Aim of the task => Once you reach the line containing "column 27, row 248", reproduce it and every later line exactly, through the end of the data.

Extracted data entries =>
■ ■ ■

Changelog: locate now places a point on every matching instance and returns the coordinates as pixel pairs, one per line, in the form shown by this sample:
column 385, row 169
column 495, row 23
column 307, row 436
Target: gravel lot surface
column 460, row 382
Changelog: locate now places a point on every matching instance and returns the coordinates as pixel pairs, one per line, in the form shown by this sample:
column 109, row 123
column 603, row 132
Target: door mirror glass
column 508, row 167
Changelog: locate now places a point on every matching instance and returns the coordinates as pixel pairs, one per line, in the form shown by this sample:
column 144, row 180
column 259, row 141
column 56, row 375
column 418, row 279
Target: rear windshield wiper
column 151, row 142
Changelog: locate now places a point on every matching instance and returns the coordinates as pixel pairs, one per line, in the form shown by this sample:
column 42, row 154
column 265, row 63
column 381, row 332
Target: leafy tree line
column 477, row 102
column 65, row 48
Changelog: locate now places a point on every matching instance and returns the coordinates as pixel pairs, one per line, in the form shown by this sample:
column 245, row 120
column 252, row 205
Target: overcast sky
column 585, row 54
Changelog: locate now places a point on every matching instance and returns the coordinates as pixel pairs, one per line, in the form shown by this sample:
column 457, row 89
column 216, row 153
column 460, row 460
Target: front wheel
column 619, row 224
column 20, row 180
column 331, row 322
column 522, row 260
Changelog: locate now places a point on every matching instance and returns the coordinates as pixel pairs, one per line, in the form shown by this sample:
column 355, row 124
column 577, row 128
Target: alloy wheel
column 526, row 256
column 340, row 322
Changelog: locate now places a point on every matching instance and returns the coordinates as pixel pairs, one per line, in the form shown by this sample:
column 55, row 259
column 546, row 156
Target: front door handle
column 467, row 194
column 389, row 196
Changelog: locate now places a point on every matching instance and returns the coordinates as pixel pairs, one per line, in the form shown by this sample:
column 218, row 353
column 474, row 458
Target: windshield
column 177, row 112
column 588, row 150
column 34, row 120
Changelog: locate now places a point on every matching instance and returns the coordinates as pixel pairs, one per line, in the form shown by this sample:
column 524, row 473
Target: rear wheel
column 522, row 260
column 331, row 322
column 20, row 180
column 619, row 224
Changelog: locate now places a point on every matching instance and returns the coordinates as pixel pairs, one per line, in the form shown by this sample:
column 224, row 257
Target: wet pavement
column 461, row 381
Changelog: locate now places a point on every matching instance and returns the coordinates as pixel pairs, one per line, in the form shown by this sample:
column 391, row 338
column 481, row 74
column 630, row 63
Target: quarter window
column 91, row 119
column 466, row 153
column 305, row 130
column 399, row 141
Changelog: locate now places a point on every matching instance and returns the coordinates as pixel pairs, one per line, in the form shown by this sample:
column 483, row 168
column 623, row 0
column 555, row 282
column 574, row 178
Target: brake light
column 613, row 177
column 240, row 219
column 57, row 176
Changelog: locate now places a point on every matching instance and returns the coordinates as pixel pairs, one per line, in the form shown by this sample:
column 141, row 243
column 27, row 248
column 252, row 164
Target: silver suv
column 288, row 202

■ ■ ■

Reply =>
column 27, row 248
column 252, row 164
Target: silver suv
column 288, row 202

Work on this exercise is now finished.